* **Brief**: The answer must restate every entry exactly as it appears.

Exercise material Start Marker

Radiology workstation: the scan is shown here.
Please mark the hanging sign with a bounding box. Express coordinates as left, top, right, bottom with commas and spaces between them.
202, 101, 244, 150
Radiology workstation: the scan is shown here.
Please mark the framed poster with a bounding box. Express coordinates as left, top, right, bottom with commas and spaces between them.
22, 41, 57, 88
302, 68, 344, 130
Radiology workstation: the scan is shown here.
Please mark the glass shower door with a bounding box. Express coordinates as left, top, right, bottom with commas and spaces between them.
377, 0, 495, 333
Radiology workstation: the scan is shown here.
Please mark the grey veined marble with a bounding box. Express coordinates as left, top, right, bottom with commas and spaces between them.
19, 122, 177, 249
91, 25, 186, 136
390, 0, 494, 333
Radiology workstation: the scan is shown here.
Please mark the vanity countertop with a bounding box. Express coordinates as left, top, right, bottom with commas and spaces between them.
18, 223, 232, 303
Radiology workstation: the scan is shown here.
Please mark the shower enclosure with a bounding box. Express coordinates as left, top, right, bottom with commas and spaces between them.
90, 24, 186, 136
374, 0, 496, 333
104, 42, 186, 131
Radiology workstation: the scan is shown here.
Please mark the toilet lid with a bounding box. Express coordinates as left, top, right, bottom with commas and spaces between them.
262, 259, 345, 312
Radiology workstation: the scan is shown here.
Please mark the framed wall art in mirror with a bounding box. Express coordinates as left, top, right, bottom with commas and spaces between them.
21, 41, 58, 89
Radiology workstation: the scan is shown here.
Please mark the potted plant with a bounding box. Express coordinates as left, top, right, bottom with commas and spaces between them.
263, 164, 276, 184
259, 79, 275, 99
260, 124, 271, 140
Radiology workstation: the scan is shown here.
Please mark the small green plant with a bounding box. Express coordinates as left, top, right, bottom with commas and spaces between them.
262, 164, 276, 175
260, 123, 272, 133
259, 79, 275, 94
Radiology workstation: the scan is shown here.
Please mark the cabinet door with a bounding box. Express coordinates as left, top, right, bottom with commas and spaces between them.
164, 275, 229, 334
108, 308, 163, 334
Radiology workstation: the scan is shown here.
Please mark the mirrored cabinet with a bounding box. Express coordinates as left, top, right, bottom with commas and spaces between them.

Exercise material End Marker

* **Your response**:
Radiology workstation: the scan is shown here.
Please mark the hanging sign with a bounding box. Express coordinates as left, top, right, bottom with commas and spaces between them.
202, 101, 244, 150
Radiology workstation: the scan is shown here.
Please mark the framed poster with a bounding box. Express coordinates as left, top, right, bottom with commas and spaces between them.
22, 41, 57, 88
302, 68, 344, 130
Radiology workstation: the scan is shown here.
Please mark the glass shower door with a bounding box. Express coordinates as left, top, right, bottom with commas and spaces between them.
377, 0, 495, 333
Radiology workstation: the scan is shown here.
Please mark the grey veined marble with a bounding box. Express coordinates as left, top, right, bottom with commas and spaces between them.
19, 122, 177, 249
91, 25, 186, 136
390, 0, 494, 333
Radiology workstation: the scan is shown here.
Please mark the vanity countertop with a bounding box. Express coordinates as left, top, right, bottom with commas and spaces between them.
18, 223, 232, 303
Radiology workstation: the scan is shown here.
Please mark the shower enclosure with a bounding box. Express coordinates as left, top, right, bottom with commas and spaces between them.
90, 24, 186, 136
374, 0, 496, 333
104, 42, 186, 131
Radiology workstation: the scan is shown here.
Please mark the toilet lid with a bounding box. Express coordinates as left, top, right, bottom with commas and spaces between them.
262, 259, 345, 312
Radiology workstation: the scan is shown here.
Please mark the framed wall art in mirror with a bounding box. Express coordinates as left, top, right, bottom with commas and spaces between them.
21, 41, 58, 89
Radiology workstation: the scan is shown here.
Please mark the potted plant with a bounding box. Express coordinates as left, top, right, bottom with commas and spaces between them.
263, 164, 276, 184
259, 79, 275, 99
260, 124, 271, 140
Radiology workstation: the scan is shown here.
Please mark the small green plant with a bounding box. Express coordinates as left, top, right, bottom with commas and spaces between them.
262, 164, 276, 175
260, 123, 272, 133
259, 79, 275, 94
Radiology workstation: the scan is shown here.
Please mark the cabinet door with a bounding box. Express coordinates as left, top, right, bottom with commas and spaces between them.
164, 275, 229, 334
108, 308, 163, 334
Radiology workstation: the scan is shown here.
Please mark the mirrored cabinet with a bounding box. Express coordinates as left, top, right, bottom with commas and spaces between them.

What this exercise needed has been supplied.